>>>

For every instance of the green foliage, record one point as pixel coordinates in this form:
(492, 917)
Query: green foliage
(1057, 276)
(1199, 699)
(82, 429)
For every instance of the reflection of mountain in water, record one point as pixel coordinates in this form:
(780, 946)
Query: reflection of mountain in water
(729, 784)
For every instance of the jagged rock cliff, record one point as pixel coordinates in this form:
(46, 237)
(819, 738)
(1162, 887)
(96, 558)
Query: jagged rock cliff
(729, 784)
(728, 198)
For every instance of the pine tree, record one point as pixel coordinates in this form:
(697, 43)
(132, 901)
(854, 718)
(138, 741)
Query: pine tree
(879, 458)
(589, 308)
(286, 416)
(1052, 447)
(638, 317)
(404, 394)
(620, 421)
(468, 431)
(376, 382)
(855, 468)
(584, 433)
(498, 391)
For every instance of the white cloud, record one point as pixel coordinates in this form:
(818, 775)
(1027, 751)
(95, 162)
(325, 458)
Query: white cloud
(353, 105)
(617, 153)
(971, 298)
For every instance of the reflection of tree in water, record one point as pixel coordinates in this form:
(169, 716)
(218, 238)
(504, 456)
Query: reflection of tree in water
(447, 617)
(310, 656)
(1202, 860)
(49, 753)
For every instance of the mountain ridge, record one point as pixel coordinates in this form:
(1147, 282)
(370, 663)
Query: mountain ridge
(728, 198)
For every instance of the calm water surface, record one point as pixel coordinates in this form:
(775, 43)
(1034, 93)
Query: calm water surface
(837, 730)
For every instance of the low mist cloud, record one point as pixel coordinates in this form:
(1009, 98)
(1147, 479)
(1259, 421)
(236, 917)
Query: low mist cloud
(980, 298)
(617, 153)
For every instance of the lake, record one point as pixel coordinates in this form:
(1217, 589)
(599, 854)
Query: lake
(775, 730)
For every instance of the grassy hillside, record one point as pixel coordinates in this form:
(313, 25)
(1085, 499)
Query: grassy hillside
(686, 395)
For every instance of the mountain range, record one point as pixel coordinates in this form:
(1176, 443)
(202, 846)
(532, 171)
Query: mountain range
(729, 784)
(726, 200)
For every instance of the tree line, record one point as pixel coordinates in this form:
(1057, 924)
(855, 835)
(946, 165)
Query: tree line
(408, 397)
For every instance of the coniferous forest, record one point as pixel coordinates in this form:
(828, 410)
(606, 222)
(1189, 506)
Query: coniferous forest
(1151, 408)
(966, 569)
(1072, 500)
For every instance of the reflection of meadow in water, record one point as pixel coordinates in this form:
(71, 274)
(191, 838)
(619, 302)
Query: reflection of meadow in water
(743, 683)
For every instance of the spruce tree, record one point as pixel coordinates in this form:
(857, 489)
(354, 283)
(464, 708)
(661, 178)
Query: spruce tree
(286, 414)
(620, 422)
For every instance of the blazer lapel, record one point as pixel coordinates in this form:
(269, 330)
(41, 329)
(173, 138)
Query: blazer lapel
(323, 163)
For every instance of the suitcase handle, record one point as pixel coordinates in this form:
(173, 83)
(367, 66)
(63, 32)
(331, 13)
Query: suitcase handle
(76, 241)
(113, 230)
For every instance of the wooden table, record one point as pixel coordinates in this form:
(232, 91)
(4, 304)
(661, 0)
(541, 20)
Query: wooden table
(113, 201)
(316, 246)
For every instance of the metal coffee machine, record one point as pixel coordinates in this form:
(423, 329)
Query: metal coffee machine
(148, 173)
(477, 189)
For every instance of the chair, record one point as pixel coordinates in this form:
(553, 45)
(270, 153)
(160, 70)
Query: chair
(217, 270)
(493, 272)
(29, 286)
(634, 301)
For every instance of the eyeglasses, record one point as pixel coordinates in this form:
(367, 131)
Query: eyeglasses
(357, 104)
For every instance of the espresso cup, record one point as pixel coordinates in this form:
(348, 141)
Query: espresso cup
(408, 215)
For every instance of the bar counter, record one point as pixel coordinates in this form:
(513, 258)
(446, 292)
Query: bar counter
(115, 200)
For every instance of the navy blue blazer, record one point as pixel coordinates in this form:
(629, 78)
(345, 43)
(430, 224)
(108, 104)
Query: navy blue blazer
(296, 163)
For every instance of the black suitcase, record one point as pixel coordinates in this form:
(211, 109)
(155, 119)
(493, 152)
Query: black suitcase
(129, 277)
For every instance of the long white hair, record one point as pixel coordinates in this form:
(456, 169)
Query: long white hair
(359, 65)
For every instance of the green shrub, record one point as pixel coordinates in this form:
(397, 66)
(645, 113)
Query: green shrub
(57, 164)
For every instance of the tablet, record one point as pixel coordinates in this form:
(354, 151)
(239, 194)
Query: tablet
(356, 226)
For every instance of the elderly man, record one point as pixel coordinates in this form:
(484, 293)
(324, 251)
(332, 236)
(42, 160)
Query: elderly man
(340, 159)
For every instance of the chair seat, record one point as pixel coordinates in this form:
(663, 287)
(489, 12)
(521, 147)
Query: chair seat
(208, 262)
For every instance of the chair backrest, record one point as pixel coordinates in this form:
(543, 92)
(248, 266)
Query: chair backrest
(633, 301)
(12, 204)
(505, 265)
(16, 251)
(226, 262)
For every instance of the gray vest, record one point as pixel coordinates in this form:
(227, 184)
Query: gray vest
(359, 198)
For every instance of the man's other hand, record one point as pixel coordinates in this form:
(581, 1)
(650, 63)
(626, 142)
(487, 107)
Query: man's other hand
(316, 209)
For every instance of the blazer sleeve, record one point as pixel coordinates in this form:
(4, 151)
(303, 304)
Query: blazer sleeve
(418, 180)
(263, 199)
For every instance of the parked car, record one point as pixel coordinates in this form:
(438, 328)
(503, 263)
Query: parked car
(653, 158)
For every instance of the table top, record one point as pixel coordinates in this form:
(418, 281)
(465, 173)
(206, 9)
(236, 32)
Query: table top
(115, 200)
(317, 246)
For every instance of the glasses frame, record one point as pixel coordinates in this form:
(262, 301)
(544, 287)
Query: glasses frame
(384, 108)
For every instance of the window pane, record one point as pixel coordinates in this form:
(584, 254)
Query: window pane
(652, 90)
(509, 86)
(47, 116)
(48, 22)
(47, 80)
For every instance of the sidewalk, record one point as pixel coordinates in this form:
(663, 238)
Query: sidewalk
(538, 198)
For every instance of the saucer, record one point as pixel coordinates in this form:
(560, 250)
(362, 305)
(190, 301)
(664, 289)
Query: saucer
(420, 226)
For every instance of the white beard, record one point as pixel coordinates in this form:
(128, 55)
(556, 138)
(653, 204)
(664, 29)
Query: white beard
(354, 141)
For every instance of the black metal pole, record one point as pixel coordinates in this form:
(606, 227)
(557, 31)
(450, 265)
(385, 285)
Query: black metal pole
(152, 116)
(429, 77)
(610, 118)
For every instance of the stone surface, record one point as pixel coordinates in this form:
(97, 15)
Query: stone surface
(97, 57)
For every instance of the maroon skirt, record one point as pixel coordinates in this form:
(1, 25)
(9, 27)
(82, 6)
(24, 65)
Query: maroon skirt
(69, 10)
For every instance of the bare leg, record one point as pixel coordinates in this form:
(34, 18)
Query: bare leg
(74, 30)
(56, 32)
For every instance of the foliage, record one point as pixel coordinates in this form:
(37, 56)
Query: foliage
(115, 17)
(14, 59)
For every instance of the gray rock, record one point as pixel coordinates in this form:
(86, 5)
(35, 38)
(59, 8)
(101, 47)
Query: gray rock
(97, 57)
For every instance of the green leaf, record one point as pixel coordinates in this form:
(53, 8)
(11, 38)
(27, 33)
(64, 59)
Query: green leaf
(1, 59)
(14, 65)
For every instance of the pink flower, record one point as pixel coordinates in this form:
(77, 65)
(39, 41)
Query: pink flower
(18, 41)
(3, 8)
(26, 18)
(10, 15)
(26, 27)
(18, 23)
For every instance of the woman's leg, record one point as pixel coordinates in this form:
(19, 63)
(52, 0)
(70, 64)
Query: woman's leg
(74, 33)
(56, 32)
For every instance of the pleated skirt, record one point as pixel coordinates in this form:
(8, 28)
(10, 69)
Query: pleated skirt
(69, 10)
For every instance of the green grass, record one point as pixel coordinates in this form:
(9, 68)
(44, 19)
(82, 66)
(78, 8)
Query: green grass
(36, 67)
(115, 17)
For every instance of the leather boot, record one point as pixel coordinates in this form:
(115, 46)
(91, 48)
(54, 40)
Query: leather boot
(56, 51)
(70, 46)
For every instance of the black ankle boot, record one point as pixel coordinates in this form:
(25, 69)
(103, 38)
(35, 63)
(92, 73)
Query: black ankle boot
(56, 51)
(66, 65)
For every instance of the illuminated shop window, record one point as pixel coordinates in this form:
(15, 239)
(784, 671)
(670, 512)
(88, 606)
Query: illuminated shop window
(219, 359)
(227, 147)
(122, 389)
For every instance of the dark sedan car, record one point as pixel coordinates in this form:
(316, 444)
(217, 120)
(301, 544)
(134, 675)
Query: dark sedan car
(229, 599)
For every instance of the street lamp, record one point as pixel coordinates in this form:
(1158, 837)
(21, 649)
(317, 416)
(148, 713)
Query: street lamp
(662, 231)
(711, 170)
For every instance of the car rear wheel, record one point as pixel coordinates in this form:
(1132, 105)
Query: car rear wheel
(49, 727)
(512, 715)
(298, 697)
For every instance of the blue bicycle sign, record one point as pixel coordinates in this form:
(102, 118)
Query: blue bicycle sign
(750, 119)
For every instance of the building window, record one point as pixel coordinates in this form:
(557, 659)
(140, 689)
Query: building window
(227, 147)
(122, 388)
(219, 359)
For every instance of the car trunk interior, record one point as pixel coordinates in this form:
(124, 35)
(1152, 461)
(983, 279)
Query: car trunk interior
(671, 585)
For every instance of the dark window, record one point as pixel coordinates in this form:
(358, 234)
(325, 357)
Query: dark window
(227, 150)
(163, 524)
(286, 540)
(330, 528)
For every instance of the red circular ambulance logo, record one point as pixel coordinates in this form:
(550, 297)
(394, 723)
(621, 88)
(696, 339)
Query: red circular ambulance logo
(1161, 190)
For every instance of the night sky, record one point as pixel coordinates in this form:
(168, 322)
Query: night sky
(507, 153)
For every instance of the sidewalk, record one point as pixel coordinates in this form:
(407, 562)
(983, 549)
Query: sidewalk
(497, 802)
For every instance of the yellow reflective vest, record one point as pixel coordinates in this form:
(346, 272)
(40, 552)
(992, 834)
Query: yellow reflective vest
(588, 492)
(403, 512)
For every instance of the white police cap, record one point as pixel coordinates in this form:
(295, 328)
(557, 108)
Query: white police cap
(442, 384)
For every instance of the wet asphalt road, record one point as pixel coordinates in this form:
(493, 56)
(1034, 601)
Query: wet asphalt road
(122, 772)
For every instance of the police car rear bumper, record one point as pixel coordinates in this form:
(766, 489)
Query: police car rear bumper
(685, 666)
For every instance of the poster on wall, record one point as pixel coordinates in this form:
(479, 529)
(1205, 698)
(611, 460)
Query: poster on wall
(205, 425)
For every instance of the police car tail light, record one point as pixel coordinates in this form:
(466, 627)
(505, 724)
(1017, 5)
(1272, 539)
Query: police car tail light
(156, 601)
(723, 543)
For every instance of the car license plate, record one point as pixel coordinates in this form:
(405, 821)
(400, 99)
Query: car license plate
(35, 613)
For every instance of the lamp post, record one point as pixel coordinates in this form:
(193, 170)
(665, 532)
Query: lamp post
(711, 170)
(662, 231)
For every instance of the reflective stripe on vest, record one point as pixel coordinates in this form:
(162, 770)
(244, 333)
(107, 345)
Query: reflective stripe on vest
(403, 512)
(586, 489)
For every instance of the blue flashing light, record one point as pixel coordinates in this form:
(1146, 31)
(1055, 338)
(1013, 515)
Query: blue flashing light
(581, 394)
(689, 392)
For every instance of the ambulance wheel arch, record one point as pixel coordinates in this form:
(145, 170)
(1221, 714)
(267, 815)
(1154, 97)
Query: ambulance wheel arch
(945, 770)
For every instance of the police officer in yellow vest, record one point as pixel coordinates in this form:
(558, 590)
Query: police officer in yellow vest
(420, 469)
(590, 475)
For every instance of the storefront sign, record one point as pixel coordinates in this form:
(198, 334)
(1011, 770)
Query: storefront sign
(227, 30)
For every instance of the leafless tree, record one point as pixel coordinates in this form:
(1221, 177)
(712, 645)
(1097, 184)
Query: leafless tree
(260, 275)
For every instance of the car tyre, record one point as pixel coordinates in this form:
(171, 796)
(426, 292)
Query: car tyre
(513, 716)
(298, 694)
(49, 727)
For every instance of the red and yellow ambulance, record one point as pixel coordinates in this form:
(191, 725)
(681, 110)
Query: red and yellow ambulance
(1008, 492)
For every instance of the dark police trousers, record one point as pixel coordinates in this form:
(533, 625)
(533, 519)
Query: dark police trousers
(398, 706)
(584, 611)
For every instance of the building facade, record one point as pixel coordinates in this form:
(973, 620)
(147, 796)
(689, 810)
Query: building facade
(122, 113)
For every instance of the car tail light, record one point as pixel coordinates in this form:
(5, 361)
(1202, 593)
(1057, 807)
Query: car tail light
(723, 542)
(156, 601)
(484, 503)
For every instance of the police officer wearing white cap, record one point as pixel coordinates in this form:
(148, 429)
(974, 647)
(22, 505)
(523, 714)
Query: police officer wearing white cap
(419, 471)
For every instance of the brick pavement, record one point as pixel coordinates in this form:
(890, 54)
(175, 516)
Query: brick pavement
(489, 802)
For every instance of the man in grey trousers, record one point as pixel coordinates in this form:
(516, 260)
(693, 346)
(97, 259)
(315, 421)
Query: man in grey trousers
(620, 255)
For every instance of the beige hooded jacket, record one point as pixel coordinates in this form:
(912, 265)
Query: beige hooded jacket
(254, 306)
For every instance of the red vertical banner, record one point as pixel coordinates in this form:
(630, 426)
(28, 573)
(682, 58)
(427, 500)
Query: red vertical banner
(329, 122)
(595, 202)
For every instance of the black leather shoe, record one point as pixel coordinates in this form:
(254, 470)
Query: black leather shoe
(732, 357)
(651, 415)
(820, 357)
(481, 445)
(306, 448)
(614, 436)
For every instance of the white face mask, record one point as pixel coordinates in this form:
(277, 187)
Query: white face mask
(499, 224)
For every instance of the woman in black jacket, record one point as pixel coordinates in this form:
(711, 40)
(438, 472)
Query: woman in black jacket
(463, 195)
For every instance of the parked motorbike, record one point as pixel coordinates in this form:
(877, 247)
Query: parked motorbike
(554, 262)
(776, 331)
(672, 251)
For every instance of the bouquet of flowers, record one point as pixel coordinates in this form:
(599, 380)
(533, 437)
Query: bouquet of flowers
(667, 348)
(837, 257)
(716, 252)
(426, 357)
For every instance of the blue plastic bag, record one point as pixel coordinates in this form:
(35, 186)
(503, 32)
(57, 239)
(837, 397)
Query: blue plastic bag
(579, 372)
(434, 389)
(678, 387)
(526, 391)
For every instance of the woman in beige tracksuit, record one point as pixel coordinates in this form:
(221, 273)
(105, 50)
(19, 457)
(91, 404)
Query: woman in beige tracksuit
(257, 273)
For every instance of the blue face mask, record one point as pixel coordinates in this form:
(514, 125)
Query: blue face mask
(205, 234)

<<<

## WORK TO DO:
Copy the records from the line with "For every instance of the coniferous" up to and including the line with "(1072, 500)", keeping every character as it stands.

## EXERCISE OUTPUT:
For every instance of the coniferous forest, record one point as pixel coordinates in this form:
(828, 410)
(606, 222)
(1189, 506)
Query: coniferous forest
(1151, 408)
(966, 569)
(1072, 500)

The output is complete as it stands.